Rewrite the passage of the text on employer retaliation policies starting with "Employer Retaliation Policies" and going on through "relatively unnoticed limitation.", with "press" in place of "national media".

_Text:_
════
Employer Retaliation Policies and the Retaliation Catch-22

Deborah L. Brake, Retaliation in an EEO World, 89 Ind. L.J. 115 (2014).

Whistleblowers and workplace retaliation victims continue to make headlines in the national media. From Edward Snowden to NFL players Chris Kluwe and Jonathan Martin, employees who speak out against what they perceive as employer or coworker wrongdoing often generate significant disagreement among the public. Professor Deborah L. Brake has done as much as anyone in legal scholarship to highlight some of the limitations of workplace retaliation law. Her most recent article on the subject sheds light on a relatively unnoticed limitation.
════
_Entries provided:_
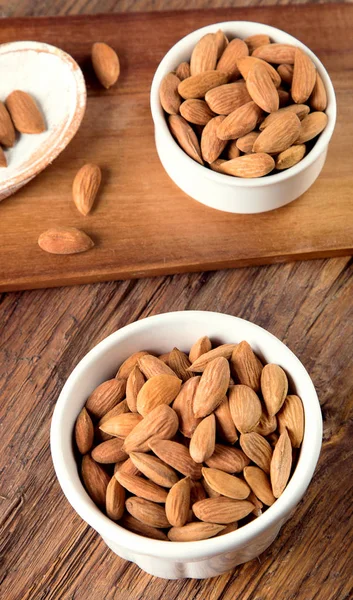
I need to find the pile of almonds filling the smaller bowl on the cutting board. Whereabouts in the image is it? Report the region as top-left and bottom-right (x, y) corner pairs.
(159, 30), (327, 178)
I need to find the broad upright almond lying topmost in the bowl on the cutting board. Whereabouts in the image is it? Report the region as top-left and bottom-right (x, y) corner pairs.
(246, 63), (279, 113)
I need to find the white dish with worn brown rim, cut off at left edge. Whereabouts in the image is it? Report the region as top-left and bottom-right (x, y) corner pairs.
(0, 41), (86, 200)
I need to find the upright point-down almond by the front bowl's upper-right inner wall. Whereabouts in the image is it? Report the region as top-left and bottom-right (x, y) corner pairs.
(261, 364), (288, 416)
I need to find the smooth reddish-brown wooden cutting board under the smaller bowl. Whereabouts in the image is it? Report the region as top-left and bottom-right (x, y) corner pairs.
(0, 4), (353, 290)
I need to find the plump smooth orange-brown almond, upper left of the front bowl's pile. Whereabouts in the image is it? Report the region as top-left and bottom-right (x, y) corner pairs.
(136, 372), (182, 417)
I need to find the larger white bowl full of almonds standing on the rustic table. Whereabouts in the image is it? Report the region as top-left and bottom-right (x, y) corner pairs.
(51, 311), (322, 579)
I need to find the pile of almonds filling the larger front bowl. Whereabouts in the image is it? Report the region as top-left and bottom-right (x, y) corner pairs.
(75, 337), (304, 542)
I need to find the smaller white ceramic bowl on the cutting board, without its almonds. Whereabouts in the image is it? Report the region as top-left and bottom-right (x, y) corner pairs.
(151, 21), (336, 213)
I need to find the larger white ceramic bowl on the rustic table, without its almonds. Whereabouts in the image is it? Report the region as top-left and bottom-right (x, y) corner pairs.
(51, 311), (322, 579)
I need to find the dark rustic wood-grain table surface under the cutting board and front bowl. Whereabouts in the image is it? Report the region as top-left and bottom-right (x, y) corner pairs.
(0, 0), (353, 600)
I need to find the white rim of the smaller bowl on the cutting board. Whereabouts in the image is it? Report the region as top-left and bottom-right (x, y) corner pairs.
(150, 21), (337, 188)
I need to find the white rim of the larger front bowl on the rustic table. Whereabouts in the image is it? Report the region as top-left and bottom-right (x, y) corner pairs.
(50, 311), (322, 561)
════
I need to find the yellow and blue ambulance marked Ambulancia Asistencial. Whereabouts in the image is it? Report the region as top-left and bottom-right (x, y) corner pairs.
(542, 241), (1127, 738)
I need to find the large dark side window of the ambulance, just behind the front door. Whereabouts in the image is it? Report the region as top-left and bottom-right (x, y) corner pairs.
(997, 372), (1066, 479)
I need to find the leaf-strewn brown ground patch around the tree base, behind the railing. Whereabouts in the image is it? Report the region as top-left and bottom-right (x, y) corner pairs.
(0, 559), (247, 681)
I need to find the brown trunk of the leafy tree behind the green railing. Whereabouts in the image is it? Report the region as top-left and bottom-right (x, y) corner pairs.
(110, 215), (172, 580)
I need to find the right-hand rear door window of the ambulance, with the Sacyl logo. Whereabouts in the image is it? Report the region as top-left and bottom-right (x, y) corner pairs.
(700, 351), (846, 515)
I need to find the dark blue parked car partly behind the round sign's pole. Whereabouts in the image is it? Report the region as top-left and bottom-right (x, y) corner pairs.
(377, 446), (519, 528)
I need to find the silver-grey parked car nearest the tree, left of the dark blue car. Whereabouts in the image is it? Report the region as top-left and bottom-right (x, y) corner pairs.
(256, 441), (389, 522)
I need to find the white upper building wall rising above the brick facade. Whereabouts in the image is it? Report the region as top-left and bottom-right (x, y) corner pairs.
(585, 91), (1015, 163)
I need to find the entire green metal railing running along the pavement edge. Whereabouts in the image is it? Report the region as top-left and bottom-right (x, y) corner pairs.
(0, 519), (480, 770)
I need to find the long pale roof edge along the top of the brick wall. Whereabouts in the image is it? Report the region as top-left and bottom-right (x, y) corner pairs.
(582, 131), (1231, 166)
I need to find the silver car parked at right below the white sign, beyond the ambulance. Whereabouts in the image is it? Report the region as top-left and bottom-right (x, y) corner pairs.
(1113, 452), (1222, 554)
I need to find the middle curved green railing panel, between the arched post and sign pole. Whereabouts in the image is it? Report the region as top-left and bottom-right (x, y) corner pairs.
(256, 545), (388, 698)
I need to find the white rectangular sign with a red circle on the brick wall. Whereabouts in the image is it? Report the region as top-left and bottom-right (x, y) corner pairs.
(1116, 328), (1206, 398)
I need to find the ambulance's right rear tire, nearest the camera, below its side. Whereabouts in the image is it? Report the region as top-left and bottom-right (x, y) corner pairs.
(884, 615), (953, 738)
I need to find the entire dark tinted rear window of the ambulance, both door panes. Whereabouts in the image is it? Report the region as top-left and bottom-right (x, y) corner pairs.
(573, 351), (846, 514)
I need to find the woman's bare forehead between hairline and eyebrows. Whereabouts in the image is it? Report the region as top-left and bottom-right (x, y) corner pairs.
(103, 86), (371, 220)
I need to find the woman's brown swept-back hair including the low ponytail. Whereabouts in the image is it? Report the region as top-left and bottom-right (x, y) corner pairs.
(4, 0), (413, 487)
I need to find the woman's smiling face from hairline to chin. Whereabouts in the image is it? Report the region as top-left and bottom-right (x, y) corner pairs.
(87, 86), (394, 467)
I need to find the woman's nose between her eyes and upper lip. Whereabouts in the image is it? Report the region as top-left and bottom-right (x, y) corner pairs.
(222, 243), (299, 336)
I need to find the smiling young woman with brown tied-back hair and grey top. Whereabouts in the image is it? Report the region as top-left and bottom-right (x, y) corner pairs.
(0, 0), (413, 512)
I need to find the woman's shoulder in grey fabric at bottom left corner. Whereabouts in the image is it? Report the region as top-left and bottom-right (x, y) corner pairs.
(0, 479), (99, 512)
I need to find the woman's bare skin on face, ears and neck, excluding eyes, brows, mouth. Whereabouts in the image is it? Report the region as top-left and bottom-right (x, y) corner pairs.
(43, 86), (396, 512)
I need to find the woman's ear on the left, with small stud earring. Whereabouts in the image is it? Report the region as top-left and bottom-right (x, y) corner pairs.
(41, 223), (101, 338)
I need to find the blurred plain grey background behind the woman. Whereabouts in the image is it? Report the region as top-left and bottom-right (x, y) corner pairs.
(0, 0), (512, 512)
════
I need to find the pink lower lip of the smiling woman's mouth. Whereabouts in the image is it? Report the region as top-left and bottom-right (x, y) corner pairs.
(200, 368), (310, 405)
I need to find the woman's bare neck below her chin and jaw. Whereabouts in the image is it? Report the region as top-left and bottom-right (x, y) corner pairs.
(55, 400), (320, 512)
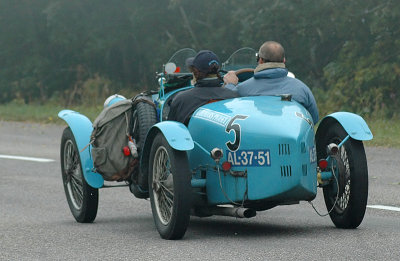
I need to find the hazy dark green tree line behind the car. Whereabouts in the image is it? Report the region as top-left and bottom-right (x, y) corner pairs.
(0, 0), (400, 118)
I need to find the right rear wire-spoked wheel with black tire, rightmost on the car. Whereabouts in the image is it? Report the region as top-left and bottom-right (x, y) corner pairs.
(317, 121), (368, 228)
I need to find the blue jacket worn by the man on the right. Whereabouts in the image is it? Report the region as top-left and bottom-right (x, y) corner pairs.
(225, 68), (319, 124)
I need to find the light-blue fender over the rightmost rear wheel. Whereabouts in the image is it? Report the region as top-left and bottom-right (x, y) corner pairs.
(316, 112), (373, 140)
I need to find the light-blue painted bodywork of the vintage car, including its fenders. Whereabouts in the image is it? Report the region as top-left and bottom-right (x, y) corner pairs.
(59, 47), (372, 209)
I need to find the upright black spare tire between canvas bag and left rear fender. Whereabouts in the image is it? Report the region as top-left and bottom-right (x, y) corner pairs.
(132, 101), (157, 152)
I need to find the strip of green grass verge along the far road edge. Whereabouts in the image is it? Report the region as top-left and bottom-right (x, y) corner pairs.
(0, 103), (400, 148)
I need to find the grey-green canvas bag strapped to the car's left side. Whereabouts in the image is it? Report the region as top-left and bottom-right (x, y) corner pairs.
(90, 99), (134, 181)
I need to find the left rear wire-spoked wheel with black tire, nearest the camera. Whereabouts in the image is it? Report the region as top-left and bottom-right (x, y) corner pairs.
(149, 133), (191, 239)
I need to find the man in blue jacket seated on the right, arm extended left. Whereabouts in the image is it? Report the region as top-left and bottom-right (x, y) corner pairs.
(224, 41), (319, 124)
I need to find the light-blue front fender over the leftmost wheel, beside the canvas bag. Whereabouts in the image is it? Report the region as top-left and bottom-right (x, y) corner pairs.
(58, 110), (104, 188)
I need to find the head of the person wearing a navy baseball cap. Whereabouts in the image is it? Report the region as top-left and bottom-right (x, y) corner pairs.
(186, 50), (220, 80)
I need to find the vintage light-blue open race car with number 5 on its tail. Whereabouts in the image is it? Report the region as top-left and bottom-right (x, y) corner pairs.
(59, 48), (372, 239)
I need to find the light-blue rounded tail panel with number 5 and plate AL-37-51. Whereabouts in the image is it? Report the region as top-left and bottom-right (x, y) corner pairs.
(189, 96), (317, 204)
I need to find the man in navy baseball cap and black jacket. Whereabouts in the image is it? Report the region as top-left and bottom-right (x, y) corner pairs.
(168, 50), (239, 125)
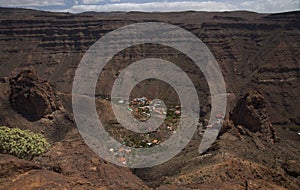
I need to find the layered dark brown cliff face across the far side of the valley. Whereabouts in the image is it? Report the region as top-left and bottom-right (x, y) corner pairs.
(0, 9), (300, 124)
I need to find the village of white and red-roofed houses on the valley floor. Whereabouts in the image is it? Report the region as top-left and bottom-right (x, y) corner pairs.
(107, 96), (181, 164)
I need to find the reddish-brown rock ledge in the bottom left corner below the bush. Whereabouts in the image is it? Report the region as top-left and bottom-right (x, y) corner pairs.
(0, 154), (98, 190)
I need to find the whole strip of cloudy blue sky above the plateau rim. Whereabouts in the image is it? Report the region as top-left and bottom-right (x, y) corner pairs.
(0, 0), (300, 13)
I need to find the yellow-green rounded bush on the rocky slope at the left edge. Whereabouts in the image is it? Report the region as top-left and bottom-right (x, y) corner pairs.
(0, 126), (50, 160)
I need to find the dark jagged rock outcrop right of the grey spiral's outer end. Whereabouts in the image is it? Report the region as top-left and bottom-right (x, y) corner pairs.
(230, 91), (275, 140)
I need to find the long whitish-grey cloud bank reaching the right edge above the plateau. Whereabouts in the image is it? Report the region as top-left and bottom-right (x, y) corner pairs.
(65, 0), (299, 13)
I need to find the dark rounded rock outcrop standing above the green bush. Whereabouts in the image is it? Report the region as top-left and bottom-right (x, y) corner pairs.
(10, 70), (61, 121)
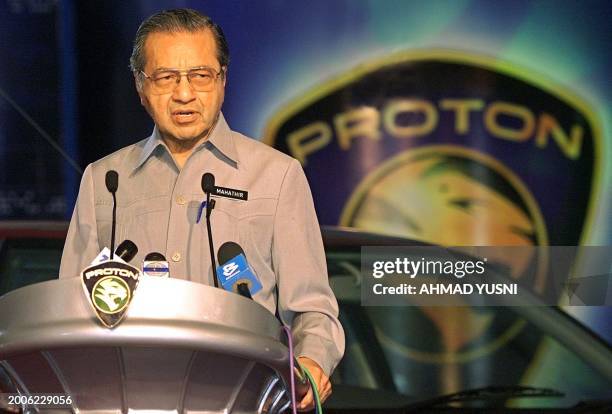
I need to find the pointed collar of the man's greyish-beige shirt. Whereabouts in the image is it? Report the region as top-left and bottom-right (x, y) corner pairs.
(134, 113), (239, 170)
════
_Output below:_
Employer Retaliation Policies and the Retaliation Catch-22

Deborah L. Brake, Retaliation in an EEO World, 89 Ind. L.J. 115 (2014).

Whistleblowers and workplace retaliation victims continue to make headlines in the press. From Edward Snowden to NFL players Chris Kluwe and Jonathan Martin, employees who speak out against what they perceive as employer or coworker wrongdoing often generate significant disagreement among the public. Professor Deborah L. Brake has done as much as anyone in legal scholarship to highlight some of the limitations of workplace retaliation law. Her most recent article on the subject sheds light on a relatively unnoticed limitation.